SELECTED TEXT =>
SECURITIES AND EXCHANGE COMMISSION

Washington, D.C. 20549


 

 

FORM 6-K

 

REPORT OF FOREIGN ISSUER 
PURSUANT TO RULE 13a-16 OR 15d-16 OF THE

SECURITIES EXCHANGE ACT OF 1934

 

For the month of November 2023

(Commission File No. 001-32221)


 

 

GOL LINHAS AÉREAS INTELIGENTES S.A.

(Exact name of registrant as specified in its charter)

 

GOL INTELLIGENT AIRLINES INC.

(Translation of registrant’s name into English)

 


 

 

Praça Comandante Linneu Gomes, Portaria 3, Prédio 24
Jd. Aeroporto 
04630-000 São Paulo, São Paulo
Federative Republic of Brazil

(Address of registrant’s principal executive offices)


 

 

Indicate by check mark whether the registrant files or will file 
annual reports under cover Form 20-F or Form 40-F. 

Form 20-F ___X___ Form 40-F ______

Indicate by check mark whether the registrant by furnishing the 
information contained in this Form is also thereby furnishing the 
information to the Commission pursuant to Rule 12g3-2(b) under 
the Securities Exchange Act of 1934.

MATERIAL SUPPLIED =>
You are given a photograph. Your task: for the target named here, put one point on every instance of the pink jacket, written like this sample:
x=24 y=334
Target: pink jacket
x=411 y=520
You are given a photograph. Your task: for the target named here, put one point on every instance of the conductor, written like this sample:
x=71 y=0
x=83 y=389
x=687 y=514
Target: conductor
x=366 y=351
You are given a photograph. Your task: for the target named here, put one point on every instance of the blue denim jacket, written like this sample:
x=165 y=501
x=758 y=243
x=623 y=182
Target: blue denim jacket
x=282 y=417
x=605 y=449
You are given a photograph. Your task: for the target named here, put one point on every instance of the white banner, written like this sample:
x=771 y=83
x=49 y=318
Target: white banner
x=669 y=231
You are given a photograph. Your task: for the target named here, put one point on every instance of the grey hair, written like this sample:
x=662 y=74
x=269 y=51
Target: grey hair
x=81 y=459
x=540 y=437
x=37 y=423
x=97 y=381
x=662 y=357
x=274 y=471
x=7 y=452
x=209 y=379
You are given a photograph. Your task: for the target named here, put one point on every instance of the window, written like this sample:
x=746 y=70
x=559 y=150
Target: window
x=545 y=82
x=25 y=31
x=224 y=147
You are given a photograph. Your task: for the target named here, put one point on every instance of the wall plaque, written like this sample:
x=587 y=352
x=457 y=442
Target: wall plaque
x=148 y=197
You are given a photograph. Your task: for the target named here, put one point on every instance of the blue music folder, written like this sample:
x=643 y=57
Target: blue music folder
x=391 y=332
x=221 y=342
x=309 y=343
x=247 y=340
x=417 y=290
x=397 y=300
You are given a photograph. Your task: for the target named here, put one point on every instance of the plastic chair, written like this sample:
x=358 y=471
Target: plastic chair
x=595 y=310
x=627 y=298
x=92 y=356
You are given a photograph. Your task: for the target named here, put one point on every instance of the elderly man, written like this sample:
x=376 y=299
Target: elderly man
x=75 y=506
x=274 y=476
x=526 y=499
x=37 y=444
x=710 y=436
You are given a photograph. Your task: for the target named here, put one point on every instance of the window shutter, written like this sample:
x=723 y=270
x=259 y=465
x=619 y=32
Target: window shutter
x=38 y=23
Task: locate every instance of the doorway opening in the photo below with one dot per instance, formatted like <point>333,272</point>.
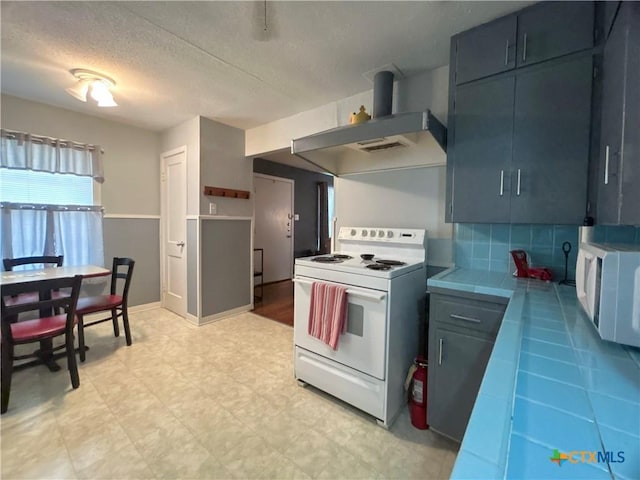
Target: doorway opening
<point>309,224</point>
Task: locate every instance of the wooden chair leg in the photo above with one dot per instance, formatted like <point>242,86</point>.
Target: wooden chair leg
<point>72,364</point>
<point>81,349</point>
<point>125,322</point>
<point>7,371</point>
<point>114,319</point>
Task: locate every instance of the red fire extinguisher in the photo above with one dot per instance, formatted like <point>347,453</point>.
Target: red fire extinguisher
<point>418,394</point>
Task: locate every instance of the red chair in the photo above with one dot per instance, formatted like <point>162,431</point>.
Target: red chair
<point>44,328</point>
<point>116,303</point>
<point>10,263</point>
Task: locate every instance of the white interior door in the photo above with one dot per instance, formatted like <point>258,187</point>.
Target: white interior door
<point>274,225</point>
<point>174,211</point>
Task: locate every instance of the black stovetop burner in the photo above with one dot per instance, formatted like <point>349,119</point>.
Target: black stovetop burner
<point>332,258</point>
<point>391,263</point>
<point>379,266</point>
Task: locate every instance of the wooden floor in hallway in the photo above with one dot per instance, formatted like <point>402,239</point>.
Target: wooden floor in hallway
<point>277,302</point>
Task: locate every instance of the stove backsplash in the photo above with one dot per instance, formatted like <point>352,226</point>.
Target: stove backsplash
<point>487,246</point>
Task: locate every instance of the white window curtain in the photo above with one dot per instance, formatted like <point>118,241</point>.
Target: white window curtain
<point>36,229</point>
<point>43,154</point>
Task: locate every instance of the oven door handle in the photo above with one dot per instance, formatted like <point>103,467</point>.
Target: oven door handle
<point>350,291</point>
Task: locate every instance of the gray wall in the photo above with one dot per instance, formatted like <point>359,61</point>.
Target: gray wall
<point>411,198</point>
<point>192,267</point>
<point>223,164</point>
<point>225,265</point>
<point>137,239</point>
<point>305,201</point>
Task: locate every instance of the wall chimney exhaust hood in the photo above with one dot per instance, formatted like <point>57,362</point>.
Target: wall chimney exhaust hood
<point>385,132</point>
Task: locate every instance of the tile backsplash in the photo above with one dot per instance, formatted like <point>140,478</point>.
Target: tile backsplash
<point>615,234</point>
<point>486,246</point>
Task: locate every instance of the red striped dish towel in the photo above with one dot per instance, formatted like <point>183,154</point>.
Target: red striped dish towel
<point>327,312</point>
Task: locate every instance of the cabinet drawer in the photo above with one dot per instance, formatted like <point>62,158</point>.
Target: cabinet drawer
<point>467,313</point>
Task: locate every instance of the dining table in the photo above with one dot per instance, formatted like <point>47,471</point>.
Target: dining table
<point>34,275</point>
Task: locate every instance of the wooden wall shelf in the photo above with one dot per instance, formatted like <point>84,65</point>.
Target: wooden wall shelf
<point>226,192</point>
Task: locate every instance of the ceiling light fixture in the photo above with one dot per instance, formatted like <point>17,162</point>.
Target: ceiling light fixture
<point>96,85</point>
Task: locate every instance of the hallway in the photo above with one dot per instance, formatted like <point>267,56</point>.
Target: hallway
<point>277,302</point>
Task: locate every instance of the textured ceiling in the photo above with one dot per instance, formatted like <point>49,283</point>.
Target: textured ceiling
<point>174,60</point>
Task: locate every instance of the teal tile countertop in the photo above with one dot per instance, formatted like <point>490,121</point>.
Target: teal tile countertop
<point>552,390</point>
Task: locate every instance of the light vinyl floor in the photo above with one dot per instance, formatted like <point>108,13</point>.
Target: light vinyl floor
<point>186,402</point>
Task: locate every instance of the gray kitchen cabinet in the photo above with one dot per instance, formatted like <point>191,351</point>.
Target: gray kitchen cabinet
<point>618,177</point>
<point>553,29</point>
<point>485,50</point>
<point>552,122</point>
<point>538,33</point>
<point>462,330</point>
<point>484,119</point>
<point>519,138</point>
<point>610,9</point>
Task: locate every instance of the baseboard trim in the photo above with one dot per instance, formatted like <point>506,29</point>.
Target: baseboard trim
<point>192,319</point>
<point>225,314</point>
<point>144,307</point>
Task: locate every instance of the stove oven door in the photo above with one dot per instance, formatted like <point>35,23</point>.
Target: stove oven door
<point>362,346</point>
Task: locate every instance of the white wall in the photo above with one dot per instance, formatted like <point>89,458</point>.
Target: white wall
<point>223,164</point>
<point>411,198</point>
<point>132,184</point>
<point>187,133</point>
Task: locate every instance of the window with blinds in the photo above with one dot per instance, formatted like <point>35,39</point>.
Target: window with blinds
<point>28,186</point>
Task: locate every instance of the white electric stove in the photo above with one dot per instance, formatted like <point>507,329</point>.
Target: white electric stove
<point>385,300</point>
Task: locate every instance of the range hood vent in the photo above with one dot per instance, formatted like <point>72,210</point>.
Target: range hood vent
<point>384,132</point>
<point>382,144</point>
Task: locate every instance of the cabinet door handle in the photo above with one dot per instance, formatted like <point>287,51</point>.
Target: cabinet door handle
<point>506,54</point>
<point>466,319</point>
<point>606,165</point>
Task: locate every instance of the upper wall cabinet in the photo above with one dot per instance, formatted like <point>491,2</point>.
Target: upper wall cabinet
<point>535,34</point>
<point>519,137</point>
<point>522,145</point>
<point>619,161</point>
<point>485,50</point>
<point>554,29</point>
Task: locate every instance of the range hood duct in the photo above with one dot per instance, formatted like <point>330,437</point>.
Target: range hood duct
<point>383,132</point>
<point>382,94</point>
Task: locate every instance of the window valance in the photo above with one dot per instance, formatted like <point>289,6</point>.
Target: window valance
<point>25,151</point>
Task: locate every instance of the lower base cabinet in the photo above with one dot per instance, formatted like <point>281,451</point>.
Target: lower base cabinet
<point>462,331</point>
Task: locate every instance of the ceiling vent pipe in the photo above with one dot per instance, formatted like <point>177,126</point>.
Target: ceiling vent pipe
<point>382,94</point>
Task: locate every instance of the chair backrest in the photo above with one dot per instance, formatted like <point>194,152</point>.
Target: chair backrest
<point>45,303</point>
<point>122,270</point>
<point>10,263</point>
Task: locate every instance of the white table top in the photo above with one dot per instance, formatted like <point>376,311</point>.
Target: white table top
<point>22,276</point>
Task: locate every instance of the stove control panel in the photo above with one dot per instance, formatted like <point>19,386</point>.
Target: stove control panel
<point>383,235</point>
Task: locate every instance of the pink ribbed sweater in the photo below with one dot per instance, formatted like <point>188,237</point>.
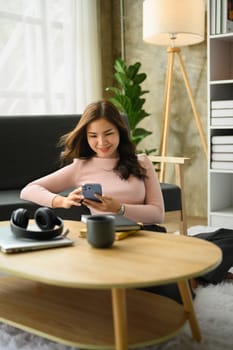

DIRECTIVE 1 =>
On the Form 6-K cover page, what is the English translation of the registrant's name?
DIRECTIVE 2 =>
Reproduce the part of the Form 6-K cover page starting with "For the month" and going on through "in its charter)".

FULL SOLUTION 1 =>
GOL Intelligent Airlines Inc.

FULL SOLUTION 2 =>
For the month of November 2023

(Commission File No. 001-32221)


 

 

GOL LINHAS AÉREAS INTELIGENTES S.A.

(Exact name of registrant as specified in its charter)